> [Prompt]:
Go through the material below and copy each line where the word "flag" appears.

---- Material to process

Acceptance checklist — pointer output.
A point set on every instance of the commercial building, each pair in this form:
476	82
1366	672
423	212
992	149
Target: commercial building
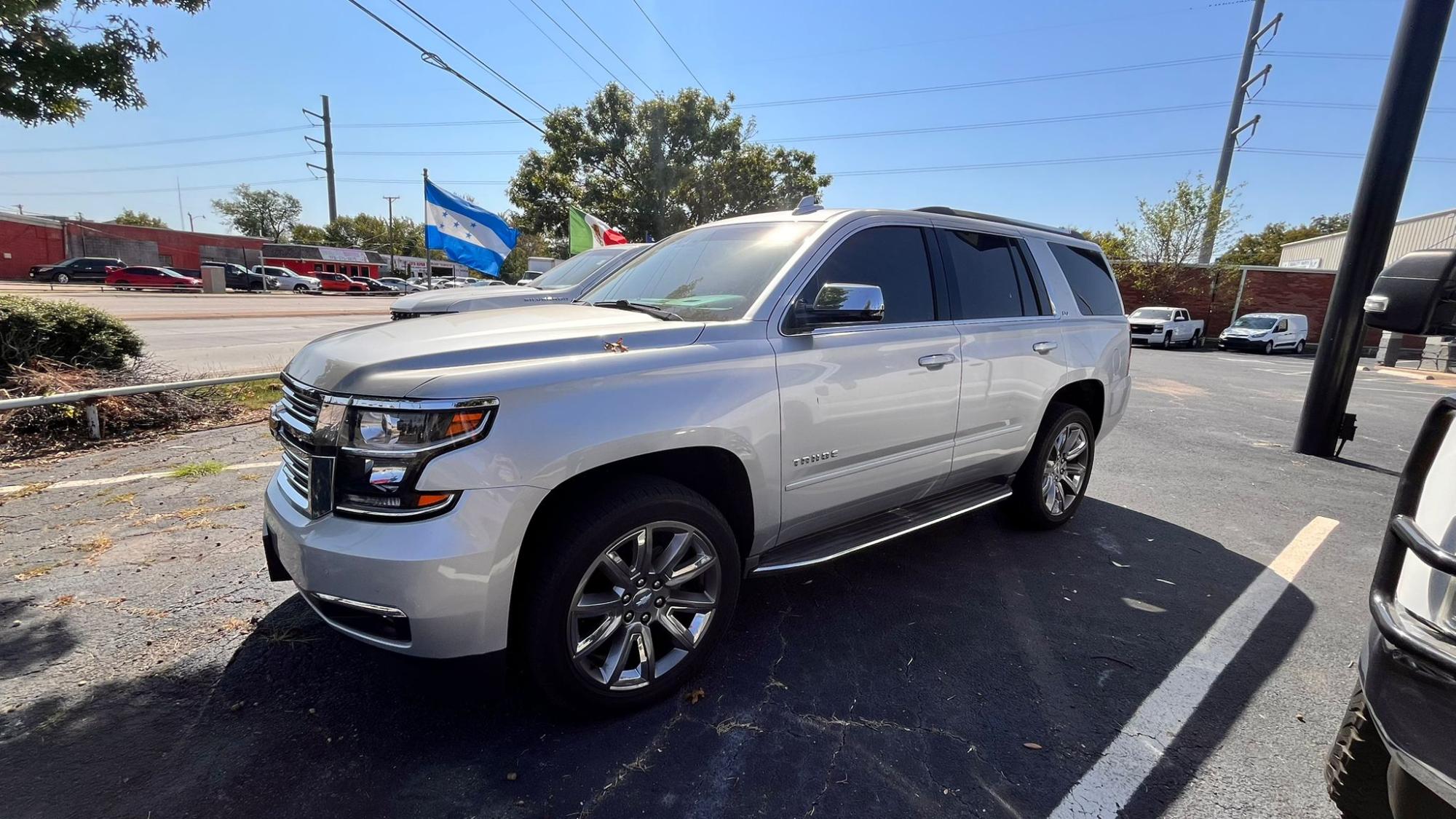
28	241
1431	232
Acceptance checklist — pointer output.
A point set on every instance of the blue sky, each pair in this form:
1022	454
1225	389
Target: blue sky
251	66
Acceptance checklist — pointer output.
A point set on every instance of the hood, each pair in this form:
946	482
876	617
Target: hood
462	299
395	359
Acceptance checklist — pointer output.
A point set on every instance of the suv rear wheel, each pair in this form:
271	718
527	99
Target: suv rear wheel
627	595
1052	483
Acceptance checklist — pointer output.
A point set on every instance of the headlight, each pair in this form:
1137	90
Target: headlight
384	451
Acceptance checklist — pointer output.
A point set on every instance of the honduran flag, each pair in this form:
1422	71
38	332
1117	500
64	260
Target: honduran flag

--------
---- Material to process

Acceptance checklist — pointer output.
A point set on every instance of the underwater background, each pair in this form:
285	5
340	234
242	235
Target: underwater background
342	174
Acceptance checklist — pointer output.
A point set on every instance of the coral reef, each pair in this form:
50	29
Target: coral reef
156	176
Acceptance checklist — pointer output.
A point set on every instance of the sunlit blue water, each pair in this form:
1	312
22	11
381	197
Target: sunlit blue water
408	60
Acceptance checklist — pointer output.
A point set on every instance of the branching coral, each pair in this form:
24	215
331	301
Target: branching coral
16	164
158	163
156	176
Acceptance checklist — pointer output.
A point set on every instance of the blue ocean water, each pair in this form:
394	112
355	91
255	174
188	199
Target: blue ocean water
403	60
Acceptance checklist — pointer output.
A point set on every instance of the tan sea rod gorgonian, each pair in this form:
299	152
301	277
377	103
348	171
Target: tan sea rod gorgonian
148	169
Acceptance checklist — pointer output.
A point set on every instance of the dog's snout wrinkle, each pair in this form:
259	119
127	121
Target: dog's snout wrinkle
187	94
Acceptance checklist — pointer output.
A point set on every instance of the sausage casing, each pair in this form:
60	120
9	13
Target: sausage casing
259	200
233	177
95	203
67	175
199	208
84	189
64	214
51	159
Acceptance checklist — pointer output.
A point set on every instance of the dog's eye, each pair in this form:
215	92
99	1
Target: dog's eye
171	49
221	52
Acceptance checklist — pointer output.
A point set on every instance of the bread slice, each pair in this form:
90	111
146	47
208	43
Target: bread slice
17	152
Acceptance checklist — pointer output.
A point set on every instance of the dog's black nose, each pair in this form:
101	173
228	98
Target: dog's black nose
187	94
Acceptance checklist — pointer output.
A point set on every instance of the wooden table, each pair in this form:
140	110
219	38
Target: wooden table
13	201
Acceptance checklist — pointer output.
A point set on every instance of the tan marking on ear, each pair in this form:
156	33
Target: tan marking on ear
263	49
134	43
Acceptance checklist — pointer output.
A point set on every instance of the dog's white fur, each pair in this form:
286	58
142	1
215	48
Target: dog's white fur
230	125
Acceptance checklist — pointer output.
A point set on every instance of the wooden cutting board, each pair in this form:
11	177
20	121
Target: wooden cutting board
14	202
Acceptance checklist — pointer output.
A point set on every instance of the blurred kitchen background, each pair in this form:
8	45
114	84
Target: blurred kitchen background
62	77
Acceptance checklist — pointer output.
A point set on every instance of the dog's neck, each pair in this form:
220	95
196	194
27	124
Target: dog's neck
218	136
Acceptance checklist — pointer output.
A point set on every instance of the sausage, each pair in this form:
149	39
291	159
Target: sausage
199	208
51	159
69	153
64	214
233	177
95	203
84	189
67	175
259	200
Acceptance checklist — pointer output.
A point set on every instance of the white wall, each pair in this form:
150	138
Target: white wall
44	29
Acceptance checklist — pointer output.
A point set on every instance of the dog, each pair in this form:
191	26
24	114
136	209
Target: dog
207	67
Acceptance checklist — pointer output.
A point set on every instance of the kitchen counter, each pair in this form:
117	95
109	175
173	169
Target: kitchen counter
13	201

--------

> [Final answer]:
A point set on every instance of the honduran flag, each pair in this form:
Target: honduran flag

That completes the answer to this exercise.